Scopo del compito
Riporta il passo dell'articolo sul governatore di Santa Catarina che comincia con le parole "Quando, nei primi" e si ferma dopo "del Presidente Lula.", sostituendo "agguerrite" con "determinate".

Estratto del testo
********

Il neogovernatore di Santa Catarina

Uno dei più floridi Stati brasiliani è ora governato da Joào Raimundo Colombo, di origine italiana, eletto al primo turno. Sono circa tre milioni i discendenti di italiani che vivono a Santa Catarina.
13 Gennaio 2011 | di

Lo ha sottolineato anche l’ambasciatore italiano Gherardo La Francesca, a poche settimane dall’elezione: avere un «italiano» alla guida di uno Stato trainante come quello di Santa Catarina è un’importante opportunità per i catarinensi, la metà dei quali ha cognome italiano. Così non è affatto da stupirsi che da pochi mesi lo Stato di Santa Catarina – 95 mila km² di estensione, oltre 6 milioni di abitanti, Pil e indici di qualità della vita ai primi posti nazionali – sia governato da João Raimundo Colombo, di chiare origini italiane. Figlio di Casemiro Vitório e Tereza Fontana, produttori agricoli, Raimundo Colombo nasce a Lages il 28 febbraio del 1955. La sua carriera politica inizia nei primi anni Ottanta con una serie di importanti incarichi statali. Successivamente viene eletto deputato dello Stato di Santa Catarina, carica che esercita tra il 1987 ed il 1988, e infine sindaco di Lages per ben tre volte (dal 1989 al 1992 e dal 2001 al 2006). In occasione delle ultime votazioni comunali, gli dà la preferenza più del 70 per cento della popolazione, un autentico plebiscito. Ma i record non finiscono qui, perché quando Colombo, nel 2006, decide di candidarsi al Senato federale, viene eletto con 1.730.000 preferenze, il politico più votato nella storia elettorale di Santa Catarina. A Brasilia si fa notare come uno dei parlamentari più attivi di tutto il Paese: lo dimostrano le 122 proposte legislative presentate fino all’agosto 2009, l’85 per cento delle quali vengono considerate di alto impatto economico e sociale.
Colombo è uno dei leader dei Democratici (Dem), partito di centro-destra ispirato al liberalismo, rifondato nel 2007 dalle ceneri del Pfl (Partido da frente liberal) e storicamente alleato dei socialdemocratici del Psdb, il cui esponente di spicco è l’ex Presidente della Repubblica Fernando Henrique Cardoso.
Quando, nei primi mesi del 2010, decide di correre per la carica di Governatore, Raimundo Colombo è consapevole che l’impresa non sarà facile, perché gli avversari  sono due donne molto agguerrite e politicamente preparate: la progressista Angela Amin e Ideli Salvatti, personaggio di spicco del partito del Presidente Lula.

********

Blocco dati

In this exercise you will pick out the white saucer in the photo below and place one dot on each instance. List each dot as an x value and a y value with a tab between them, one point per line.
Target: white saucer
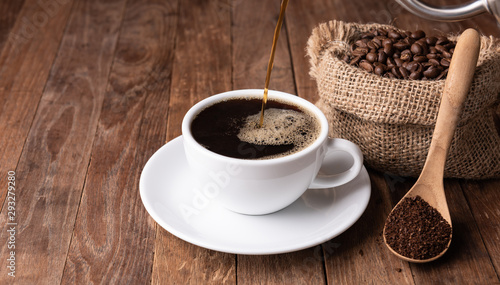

********

In risposta
Quando, nei primi mesi del 2010, decide di correre per la carica di Governatore, Raimundo Colombo è consapevole che l’impresa non sarà facile, perché gli avversari  sono due donne molto determinate e politicamente preparate: la progressista Angela Amin e Ideli Salvatti, personaggio di spicco del partito del Presidente Lula.